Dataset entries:

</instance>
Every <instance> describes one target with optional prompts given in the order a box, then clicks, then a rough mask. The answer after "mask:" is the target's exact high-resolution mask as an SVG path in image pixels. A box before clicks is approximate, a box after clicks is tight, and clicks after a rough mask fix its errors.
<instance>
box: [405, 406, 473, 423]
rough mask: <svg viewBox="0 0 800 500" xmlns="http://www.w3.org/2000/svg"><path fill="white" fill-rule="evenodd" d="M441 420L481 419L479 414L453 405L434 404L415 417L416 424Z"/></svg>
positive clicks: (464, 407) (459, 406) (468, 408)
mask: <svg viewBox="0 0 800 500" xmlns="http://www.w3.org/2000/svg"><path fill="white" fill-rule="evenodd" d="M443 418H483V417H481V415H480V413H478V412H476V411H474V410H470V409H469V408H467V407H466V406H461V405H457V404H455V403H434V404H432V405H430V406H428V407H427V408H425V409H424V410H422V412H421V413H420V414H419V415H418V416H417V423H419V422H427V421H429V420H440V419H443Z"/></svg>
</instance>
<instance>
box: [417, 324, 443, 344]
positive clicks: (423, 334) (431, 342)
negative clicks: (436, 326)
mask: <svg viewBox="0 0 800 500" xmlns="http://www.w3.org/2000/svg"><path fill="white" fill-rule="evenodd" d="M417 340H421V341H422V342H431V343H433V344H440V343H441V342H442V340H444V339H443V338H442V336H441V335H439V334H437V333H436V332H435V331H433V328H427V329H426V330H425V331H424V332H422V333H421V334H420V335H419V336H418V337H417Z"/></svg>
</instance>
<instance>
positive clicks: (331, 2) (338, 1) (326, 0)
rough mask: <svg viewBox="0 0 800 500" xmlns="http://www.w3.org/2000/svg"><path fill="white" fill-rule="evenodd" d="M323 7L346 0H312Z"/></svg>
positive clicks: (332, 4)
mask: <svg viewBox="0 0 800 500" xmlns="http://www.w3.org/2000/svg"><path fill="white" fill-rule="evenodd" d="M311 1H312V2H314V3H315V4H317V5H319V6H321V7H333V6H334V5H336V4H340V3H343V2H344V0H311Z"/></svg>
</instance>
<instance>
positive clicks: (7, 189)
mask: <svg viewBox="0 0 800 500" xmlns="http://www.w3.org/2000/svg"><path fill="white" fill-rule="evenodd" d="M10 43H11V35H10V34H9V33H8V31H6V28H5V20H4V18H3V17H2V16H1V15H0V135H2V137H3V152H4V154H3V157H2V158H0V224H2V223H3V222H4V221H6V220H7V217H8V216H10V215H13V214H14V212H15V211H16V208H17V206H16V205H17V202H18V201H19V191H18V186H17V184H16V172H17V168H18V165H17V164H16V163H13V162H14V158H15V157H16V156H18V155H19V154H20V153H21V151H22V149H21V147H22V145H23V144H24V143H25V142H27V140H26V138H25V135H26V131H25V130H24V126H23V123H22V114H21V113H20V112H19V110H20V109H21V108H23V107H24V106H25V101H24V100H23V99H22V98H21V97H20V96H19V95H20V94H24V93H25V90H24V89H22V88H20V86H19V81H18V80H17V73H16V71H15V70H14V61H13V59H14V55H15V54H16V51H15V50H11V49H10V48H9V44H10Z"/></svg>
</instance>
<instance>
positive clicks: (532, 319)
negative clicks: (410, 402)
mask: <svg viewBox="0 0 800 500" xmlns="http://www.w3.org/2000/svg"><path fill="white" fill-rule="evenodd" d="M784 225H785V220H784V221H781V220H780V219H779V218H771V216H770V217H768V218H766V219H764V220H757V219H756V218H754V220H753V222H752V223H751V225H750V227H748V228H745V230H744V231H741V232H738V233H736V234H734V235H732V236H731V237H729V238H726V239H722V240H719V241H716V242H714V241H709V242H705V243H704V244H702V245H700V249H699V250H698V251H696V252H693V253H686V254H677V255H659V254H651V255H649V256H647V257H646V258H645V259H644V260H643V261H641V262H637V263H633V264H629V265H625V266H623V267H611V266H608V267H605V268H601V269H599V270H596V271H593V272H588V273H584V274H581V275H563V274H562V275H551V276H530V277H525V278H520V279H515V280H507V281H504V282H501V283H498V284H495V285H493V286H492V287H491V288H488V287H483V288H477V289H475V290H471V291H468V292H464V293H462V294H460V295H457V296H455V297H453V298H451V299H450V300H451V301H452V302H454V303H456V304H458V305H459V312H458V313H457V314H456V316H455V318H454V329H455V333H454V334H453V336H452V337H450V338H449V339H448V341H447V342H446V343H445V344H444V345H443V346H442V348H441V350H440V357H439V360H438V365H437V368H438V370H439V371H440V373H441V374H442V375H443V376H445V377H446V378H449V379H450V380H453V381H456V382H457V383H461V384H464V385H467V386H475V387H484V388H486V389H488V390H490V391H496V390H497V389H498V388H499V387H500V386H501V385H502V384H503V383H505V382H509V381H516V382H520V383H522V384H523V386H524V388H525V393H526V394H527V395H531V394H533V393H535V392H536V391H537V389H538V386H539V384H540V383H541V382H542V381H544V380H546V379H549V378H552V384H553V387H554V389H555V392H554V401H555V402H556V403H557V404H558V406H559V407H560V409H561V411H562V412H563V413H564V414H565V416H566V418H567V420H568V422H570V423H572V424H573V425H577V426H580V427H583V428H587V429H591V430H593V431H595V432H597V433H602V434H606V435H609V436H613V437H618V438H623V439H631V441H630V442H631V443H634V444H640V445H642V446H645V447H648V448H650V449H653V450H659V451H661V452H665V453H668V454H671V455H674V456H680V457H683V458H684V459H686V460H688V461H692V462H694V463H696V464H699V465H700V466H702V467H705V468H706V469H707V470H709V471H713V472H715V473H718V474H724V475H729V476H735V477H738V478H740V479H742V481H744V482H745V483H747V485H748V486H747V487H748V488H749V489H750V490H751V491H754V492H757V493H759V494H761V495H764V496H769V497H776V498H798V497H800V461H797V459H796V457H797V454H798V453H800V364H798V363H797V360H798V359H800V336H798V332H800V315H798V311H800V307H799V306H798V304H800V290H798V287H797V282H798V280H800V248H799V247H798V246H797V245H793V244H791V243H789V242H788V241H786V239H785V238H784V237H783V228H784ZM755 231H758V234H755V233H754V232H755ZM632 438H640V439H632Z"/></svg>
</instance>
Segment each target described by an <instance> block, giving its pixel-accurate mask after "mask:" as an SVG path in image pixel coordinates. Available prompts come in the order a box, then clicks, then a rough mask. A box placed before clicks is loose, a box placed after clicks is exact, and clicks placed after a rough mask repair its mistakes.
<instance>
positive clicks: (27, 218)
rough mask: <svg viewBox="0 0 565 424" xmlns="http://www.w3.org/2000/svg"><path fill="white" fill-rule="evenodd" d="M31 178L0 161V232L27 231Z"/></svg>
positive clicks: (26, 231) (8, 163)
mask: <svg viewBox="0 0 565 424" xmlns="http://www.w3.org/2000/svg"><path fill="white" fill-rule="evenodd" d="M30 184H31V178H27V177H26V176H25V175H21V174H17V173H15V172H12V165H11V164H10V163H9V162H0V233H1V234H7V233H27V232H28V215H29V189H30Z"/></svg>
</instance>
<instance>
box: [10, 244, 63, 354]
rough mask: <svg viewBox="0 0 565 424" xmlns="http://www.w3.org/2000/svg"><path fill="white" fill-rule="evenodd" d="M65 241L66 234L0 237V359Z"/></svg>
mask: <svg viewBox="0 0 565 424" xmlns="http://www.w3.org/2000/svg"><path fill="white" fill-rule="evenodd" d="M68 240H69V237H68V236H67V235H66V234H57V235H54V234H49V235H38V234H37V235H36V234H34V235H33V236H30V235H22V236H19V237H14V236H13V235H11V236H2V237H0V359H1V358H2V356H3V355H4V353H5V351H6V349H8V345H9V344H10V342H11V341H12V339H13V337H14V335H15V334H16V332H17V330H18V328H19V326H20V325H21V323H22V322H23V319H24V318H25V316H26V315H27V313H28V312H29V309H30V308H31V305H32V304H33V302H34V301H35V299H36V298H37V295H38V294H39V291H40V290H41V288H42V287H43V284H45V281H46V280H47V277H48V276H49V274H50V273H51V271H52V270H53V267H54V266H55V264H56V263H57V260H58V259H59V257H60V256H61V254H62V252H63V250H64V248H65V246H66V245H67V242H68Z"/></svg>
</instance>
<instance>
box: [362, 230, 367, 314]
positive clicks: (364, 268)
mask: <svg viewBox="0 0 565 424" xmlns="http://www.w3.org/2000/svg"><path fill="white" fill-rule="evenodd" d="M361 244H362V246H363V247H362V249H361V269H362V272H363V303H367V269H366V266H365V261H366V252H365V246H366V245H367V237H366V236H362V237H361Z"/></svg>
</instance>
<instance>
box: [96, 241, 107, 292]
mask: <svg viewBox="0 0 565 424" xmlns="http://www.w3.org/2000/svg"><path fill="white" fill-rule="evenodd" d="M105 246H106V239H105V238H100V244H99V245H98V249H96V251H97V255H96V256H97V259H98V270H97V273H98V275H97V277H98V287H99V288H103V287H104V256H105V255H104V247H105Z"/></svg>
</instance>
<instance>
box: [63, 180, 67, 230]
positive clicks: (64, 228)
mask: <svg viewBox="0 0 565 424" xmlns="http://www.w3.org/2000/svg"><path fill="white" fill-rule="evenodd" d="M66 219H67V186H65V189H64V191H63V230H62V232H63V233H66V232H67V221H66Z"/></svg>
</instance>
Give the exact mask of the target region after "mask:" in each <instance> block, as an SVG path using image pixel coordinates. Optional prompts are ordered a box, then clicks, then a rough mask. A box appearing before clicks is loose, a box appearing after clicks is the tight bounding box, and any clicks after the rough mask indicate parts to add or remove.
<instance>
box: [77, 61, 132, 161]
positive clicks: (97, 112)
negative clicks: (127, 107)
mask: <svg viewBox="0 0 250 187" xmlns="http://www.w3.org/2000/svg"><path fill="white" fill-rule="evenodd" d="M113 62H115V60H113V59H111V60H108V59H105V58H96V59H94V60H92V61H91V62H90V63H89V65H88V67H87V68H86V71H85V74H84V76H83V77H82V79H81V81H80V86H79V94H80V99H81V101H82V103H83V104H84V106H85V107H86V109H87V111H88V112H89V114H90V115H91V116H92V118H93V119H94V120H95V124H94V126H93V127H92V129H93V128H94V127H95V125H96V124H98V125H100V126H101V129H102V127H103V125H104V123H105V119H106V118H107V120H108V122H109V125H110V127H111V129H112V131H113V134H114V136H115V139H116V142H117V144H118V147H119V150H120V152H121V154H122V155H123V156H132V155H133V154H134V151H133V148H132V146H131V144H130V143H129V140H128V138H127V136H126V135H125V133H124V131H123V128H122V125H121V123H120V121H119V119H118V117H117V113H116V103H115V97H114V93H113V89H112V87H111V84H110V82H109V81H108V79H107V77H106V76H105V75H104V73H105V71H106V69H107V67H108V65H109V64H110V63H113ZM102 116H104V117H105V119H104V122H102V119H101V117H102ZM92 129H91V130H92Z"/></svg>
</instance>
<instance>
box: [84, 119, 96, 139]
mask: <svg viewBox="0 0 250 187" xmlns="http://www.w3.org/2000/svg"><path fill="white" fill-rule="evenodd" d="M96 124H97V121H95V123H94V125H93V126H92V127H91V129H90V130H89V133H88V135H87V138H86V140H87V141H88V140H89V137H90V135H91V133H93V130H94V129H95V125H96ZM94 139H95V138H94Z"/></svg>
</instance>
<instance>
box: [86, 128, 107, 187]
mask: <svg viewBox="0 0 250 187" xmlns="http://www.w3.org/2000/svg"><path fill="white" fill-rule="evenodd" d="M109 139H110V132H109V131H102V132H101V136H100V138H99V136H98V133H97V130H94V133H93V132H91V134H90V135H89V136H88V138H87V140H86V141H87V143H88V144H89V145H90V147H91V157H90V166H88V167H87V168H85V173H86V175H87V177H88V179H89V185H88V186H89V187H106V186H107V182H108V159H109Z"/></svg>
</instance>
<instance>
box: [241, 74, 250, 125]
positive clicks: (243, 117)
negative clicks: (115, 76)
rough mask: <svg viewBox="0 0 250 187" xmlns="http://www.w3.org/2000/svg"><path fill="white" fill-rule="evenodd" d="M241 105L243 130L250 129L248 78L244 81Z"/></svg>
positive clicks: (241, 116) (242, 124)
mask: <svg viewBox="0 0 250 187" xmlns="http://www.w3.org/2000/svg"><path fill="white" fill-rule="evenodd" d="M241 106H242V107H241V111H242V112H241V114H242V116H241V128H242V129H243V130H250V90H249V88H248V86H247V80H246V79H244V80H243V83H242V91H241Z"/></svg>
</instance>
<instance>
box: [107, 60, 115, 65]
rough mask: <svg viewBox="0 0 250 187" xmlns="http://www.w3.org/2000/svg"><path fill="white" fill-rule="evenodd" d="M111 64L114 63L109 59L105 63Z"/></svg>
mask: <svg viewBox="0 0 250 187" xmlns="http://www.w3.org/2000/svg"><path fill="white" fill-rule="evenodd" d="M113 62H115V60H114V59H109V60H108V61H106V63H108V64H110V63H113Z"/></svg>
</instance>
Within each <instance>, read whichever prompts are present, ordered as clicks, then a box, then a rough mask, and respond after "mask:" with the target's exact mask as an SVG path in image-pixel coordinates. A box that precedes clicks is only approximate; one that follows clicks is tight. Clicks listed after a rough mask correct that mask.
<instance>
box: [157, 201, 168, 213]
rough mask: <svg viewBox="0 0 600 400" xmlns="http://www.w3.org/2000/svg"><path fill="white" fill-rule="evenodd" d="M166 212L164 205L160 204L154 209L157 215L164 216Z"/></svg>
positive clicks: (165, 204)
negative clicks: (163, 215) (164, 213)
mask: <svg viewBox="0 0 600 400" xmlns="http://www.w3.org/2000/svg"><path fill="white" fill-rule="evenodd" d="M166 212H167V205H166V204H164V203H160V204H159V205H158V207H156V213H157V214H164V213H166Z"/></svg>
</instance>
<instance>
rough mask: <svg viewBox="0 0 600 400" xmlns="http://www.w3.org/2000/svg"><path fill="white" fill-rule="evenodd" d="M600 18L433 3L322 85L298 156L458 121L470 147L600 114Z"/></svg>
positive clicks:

__Exercise description__.
Reproduce everything from the line containing "negative clicks: (163, 215) (164, 213)" down through the end of the rows, replacing "rough mask" with "coarse mask" and leaving all else unchanged.

__Solution to the exercise__.
negative clicks: (163, 215) (164, 213)
mask: <svg viewBox="0 0 600 400" xmlns="http://www.w3.org/2000/svg"><path fill="white" fill-rule="evenodd" d="M166 212H167V205H166V204H164V203H160V204H159V205H158V207H156V213H157V214H164V213H166Z"/></svg>
</instance>
<instance>
coarse mask: <svg viewBox="0 0 600 400" xmlns="http://www.w3.org/2000/svg"><path fill="white" fill-rule="evenodd" d="M600 18L433 3L322 85L298 156L458 121L470 147L600 114Z"/></svg>
positive clicks:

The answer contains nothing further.